= Provided data =
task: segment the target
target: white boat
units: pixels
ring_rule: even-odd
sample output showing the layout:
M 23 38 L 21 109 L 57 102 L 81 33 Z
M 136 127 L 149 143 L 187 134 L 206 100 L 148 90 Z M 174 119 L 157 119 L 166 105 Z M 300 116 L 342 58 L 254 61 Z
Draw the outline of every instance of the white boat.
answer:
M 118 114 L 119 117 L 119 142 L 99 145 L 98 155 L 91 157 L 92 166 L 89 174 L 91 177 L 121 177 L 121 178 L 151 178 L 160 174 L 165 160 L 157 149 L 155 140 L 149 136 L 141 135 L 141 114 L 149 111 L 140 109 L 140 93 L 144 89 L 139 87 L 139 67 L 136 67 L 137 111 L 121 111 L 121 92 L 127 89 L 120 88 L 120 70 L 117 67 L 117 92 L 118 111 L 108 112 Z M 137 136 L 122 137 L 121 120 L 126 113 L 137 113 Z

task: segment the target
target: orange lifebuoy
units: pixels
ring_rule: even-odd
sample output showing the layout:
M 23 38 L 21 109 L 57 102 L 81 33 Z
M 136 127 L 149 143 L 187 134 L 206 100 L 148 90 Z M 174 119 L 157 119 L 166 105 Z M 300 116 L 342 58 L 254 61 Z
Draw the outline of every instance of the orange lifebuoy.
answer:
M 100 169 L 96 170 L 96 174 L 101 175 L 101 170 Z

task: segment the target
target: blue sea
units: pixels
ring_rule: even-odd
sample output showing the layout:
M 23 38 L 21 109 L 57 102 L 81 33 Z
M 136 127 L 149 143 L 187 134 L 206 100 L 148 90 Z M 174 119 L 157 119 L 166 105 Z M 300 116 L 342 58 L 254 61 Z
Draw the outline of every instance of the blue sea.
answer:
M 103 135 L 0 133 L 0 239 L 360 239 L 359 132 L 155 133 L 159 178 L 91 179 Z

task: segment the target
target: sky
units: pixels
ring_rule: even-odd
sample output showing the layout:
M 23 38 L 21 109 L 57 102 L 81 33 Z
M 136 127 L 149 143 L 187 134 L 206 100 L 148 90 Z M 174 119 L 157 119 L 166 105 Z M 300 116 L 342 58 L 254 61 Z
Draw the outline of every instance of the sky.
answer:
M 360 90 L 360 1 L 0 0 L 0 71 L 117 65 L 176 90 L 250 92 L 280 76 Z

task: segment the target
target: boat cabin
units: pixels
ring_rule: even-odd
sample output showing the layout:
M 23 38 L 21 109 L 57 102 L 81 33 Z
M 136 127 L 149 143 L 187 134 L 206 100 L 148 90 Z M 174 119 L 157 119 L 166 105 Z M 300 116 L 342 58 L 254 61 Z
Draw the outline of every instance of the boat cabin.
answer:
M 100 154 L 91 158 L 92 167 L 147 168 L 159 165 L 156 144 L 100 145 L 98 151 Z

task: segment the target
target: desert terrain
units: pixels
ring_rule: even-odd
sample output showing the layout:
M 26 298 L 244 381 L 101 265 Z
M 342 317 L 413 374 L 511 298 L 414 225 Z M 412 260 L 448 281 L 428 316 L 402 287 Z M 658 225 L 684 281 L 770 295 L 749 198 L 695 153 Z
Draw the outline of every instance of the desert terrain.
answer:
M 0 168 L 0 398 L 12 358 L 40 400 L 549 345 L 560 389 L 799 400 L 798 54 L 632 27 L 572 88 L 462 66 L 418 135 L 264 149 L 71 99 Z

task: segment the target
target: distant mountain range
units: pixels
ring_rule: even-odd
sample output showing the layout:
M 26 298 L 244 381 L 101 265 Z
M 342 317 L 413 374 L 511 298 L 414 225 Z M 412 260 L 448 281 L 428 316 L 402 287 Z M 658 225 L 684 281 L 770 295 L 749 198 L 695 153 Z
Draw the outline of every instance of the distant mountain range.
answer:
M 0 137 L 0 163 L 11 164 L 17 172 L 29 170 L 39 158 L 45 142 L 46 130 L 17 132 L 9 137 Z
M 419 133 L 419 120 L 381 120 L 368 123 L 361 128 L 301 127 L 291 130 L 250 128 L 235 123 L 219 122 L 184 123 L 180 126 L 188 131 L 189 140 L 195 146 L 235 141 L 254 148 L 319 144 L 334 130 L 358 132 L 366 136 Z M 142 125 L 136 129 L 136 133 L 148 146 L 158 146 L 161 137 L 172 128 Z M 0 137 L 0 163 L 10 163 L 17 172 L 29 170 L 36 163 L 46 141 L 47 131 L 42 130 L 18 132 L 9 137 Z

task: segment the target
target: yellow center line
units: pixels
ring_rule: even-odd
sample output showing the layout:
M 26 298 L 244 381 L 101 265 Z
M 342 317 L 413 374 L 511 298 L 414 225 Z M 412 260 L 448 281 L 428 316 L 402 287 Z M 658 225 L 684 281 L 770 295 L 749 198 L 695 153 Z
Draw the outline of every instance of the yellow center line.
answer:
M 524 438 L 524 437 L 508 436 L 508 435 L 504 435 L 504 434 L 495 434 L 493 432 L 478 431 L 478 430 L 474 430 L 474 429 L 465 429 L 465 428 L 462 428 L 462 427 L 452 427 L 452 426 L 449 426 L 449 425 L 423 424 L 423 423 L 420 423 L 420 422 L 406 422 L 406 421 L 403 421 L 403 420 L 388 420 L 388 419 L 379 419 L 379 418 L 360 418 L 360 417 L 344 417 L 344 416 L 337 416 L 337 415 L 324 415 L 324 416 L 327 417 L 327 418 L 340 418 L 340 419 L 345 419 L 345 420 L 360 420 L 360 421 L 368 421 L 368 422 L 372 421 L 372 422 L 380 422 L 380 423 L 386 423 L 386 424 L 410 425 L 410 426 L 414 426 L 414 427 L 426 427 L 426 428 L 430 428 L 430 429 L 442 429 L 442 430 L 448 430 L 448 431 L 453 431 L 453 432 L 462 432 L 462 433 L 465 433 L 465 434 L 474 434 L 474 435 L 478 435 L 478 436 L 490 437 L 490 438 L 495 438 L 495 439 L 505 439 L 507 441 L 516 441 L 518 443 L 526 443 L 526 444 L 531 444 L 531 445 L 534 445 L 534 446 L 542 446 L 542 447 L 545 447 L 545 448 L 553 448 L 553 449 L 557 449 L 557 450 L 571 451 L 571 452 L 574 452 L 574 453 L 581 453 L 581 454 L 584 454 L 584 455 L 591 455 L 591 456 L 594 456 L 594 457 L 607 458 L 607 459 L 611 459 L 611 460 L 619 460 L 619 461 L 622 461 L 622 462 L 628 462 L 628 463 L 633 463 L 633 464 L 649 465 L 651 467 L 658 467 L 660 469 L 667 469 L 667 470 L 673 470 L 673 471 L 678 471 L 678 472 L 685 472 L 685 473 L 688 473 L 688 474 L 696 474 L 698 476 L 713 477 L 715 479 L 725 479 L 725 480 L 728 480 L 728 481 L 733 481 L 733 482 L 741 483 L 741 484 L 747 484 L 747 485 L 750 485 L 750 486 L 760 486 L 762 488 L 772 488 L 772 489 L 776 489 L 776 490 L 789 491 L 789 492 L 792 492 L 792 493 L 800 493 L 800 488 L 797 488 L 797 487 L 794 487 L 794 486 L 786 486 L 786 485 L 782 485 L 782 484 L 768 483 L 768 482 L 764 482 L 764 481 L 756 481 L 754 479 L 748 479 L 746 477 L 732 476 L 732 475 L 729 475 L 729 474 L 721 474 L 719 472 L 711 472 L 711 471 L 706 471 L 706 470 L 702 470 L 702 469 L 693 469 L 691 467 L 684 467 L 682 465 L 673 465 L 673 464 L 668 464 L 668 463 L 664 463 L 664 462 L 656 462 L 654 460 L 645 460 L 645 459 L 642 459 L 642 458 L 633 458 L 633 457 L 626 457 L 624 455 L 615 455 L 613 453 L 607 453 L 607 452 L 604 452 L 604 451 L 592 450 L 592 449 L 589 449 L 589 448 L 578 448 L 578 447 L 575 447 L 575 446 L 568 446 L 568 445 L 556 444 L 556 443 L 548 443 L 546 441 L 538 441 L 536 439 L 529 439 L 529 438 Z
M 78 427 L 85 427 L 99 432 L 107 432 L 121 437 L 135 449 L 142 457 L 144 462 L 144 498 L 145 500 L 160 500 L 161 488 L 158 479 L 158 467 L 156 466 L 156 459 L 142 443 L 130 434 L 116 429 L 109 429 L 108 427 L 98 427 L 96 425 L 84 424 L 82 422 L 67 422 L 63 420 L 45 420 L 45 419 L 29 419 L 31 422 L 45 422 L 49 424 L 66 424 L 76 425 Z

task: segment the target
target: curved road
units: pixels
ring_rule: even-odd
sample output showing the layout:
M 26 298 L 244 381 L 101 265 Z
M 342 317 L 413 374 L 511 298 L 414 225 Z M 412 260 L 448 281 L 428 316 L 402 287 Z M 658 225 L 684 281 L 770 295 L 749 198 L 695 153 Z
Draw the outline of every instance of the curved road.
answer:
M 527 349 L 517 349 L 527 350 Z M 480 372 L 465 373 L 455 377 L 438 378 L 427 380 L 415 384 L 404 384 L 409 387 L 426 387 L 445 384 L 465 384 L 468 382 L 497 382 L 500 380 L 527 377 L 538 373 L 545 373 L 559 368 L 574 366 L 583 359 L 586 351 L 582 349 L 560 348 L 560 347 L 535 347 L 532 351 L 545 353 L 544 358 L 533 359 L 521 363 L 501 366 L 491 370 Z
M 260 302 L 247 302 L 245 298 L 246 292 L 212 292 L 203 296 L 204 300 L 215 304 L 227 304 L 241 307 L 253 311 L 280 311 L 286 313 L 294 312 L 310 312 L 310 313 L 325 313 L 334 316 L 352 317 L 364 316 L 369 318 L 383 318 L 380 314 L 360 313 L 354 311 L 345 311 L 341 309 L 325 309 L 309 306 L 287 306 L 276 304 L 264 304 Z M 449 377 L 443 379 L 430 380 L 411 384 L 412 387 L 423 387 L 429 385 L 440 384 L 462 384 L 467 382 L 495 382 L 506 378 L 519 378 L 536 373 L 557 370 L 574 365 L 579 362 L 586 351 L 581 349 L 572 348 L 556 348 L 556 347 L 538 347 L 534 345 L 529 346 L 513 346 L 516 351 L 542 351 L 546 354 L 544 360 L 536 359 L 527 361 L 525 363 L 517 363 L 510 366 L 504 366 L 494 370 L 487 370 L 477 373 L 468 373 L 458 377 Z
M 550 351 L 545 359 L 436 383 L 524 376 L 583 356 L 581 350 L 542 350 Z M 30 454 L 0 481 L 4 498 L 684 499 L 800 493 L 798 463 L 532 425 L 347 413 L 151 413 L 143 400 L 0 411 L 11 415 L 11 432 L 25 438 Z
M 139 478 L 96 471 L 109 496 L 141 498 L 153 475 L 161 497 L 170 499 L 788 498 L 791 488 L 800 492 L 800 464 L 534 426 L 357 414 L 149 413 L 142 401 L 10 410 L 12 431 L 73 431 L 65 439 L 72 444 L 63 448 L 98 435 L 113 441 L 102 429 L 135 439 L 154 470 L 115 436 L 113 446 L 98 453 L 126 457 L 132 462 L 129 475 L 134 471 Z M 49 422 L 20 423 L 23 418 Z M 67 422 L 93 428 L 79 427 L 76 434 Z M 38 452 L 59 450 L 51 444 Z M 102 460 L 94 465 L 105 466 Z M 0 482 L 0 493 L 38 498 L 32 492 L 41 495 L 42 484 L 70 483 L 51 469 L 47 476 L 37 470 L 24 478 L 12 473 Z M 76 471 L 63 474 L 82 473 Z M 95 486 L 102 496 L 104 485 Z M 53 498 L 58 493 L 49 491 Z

= Exercise goal =
Set down exactly the lines from the opening line of the material through the line in which "Draw the outline of every instance of the sky." occurs, both included, and no other lines.

= Task result =
task: segment the target
target: white boat
units: pixels
ring_rule: even-odd
sample output showing the layout:
M 23 38 L 21 109 L 57 102 L 81 33 Z
M 136 127 L 149 143 L 187 134 L 206 100 L 148 90 Z M 174 119 L 157 119 L 166 105 Z M 300 116 L 342 58 L 254 61 Z
Draw the outline of every instance of the white boat.
answer:
M 118 114 L 119 117 L 119 142 L 99 145 L 98 155 L 91 157 L 92 166 L 89 174 L 91 177 L 121 177 L 121 178 L 151 178 L 160 174 L 165 160 L 157 149 L 155 140 L 149 136 L 141 135 L 141 114 L 149 111 L 140 109 L 140 93 L 144 89 L 139 87 L 139 67 L 136 67 L 137 111 L 121 111 L 121 92 L 127 89 L 120 88 L 120 70 L 117 67 L 117 92 L 118 111 L 108 112 Z M 137 136 L 122 137 L 121 120 L 126 113 L 137 113 Z

task: segment the target
target: orange lifebuoy
units: pixels
ring_rule: even-odd
sample output showing the layout:
M 23 38 L 21 109 L 57 102 L 81 33 Z
M 136 127 L 149 143 L 187 134 L 206 100 L 148 90 Z M 174 119 L 157 119 L 166 105 Z M 300 116 L 342 58 L 254 61 Z
Draw the outline of every instance of the orange lifebuoy.
answer:
M 100 169 L 96 170 L 96 174 L 101 175 L 101 170 Z

task: segment the target
target: blue sea
units: pixels
ring_rule: even-odd
sample output showing the layout:
M 23 38 L 21 109 L 57 102 L 81 33 Z
M 136 127 L 149 143 L 187 134 L 206 100 L 148 90 Z M 174 119 L 157 119 L 166 105 Z M 300 116 L 342 58 L 254 61 Z
Draw the outline of every instance of the blue sea.
answer:
M 103 135 L 0 133 L 0 239 L 360 239 L 359 132 L 155 133 L 159 178 L 91 179 Z

task: segment the target
target: sky
units: pixels
ring_rule: even-odd
sample output showing the layout:
M 23 38 L 21 109 L 57 102 L 81 33 Z
M 136 127 L 149 143 L 187 134 L 206 100 L 148 90 Z M 174 119 L 157 119 L 166 105 Z M 300 116 L 342 58 L 254 61 Z
Draw the outline of every instance of the sky.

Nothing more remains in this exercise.